Arbeitsauftrag 1: Ersetze in den vorliegenden Zeilen von der Zeile mit „of the dirt“ bis einschließlich zur letzten Zeile „dirt patch“ durch „mud patch“ und gib nur diese Zeilen sonst unverändert wieder.

Barkey: Wir sind Traditionshäuser mit gewachsenen Kulturen. Wie sehr das auch das persönliche Erleben prägt, habe ich am Tag, an dem die Eintragung der Verbandsfusion in das Vereinsregister erfolgte, selbst sehr intensiv gespürt. Auf dem Rückweg aus Berlin bekam ich die Mitteilung, Eintragung vollzogen, Fusion vollzogen. Da hatte ich erst einmal einen großen Kloß im Hals, denn damit sind 150 Jahre Geschichte erst einmal formell beendet worden.

Genau diese Tradition bringen beide Häuser aber nun mit ein. Als besondere Ausprägung unserer Kultur wollen wir dabei eine deutlich stärkere Ausweitung von Fachkompetenz und stark individualisierter Leistungen leben, also weg von dem berühmten Angebot von der Stange. Dieser Ansatz kommt schon im Namen Genossenschaftsverband - Verband der Regionen zum Ausdruck. Wir haben im neuen Verband die deutliche Nähe zu den Mitgliedsinstituten und deren Kunden zum obersten Prinzip erhoben. Das tun wir beispielsweise, indem wir neue Instrumentarien vorgesehen haben, beispielsweise sogenannte Regionalversammlungen. Dort bringen wir auf der Ebene der einzelnen Bundesländer unsere Mitglieder zusammen und diskutieren mit den regionalen gesellschaftlichen Gruppen ganz spezifische landes-, kultur- und sozialpolitische Themen.

Bockelmann: Den von Ralf Barkey geschilderten Kloß im Hals kann ich sehr gut nachvollziehen, ich war diesbezüglich schon auf der Seite des übernehmenden und des übernommenen Verbandes. Mit Blick nach vorne müssen wir uns deshalb alle enorm anstrengen, um im Innenleben des Verbandes mit 1600 Mitarbeitern eine gemeinsame Kultur zu leben und ein einheitliches Bild abzugeben. Aus einem "ich" und "die" ein "wir" zu machen, wird eine Zeitlang dauern. Grundvoraussetzung ist eine Offenheit dafür, was die einen oder die anderen besonders gut gemacht haben. Und natürlich die Offenheit für ganz neue Lösungen. Wir müssen immer prüfen, was für das neue Haus das Beste ist.

Durch Bündelung der Kräfte beider Verbände soll eine gezieltere Betreuung für die Ortsbanken möglich werden. Lassen sich an dieser Stelle neben dem angesprochenen Kommunikationsbereich schon weitere konkrete oder geplante Beispiele nennen?

Barkey: In unserem früheren Verbandsgebiet des RWGV gab es genau sieben Winzergenossenschaften, die in den vergangenen Jahren verstärkte Anforderungen im organisatorischen oder im europarechtlichen Bereich abzudecken hatten. Also haben wir uns schon vor der Verbandsfusion nach Frankfurt gewandt, um die dort vorhandene und vielfach eingesetzte Kompetenz in diesem Bereich zu nutzen. Auch wenn wir für diese speziellen Dienstleistungen natürlich bezahlt haben, hat das in einem nicht fusionierten Haus gelegentlich zu Friktionen geführt. Jetzt haben wir eine größere Grundgesamtheit und können allen Mitgliedern diese Dienstleistungen auf einem höheren fachlichen Niveau anbieten.

Zeilen aus einem Datensatz zum Zeigen
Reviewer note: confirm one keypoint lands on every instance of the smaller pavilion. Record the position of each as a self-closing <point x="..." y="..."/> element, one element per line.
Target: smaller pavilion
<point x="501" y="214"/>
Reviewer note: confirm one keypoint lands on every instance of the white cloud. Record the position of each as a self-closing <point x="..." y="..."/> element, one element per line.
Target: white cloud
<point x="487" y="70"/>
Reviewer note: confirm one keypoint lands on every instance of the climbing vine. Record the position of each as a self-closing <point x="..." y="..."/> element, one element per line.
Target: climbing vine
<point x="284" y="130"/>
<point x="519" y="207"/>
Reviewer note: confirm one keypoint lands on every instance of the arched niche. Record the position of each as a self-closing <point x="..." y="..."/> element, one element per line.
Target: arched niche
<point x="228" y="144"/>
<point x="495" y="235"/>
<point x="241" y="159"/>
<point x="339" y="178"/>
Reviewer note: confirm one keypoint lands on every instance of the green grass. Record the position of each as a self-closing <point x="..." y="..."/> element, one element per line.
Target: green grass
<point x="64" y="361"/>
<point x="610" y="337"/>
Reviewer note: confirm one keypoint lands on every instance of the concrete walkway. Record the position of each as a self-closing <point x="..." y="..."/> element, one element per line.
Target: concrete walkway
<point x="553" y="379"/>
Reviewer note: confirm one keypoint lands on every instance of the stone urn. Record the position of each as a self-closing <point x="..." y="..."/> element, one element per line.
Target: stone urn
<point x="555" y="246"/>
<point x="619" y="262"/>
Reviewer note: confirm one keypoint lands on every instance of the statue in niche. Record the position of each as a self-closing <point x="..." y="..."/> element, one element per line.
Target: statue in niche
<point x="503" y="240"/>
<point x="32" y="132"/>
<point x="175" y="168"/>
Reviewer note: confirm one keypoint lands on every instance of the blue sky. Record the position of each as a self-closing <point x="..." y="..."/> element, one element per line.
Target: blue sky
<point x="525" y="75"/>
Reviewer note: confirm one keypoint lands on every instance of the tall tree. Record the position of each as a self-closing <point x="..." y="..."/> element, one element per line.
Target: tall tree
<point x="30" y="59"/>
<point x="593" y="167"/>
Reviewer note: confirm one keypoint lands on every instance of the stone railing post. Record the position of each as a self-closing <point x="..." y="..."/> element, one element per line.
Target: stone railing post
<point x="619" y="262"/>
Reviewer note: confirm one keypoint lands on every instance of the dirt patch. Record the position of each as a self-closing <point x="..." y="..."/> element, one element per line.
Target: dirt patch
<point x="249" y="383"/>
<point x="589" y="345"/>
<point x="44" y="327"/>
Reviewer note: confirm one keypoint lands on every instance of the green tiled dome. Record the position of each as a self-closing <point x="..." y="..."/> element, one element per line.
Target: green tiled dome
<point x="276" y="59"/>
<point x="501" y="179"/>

Arbeitsauftrag 2: Erkläre anhand des Textes zur Verbandsfusion, warum sich der RWGV schon vor der Fusion nach Frankfurt gewandt hat.

Schriftliche Antwort 1:
Reviewer note: confirm one keypoint lands on every instance of the mud patch. Record the position of each as a self-closing <point x="..." y="..."/> element, one element per line.
Target: mud patch
<point x="249" y="383"/>
<point x="589" y="345"/>
<point x="44" y="327"/>
Reviewer note: confirm one keypoint lands on every instance of the green tiled dome. Record the position of each as a self-closing <point x="..." y="..."/> element, one element per line.
Target: green tiled dome
<point x="276" y="59"/>
<point x="501" y="179"/>

Schriftliche Antwort 2: Im früheren Verbandsgebiet des RWGV hatten die sieben Winzergenossenschaften in den vergangenen Jahren verstärkte Anforderungen im organisatorischen oder europarechtlichen Bereich abzudecken. Deshalb wandte sich der Verband nach Frankfurt, um die dort vorhandene und vielfach eingesetzte Kompetenz in diesem Bereich zu nutzen.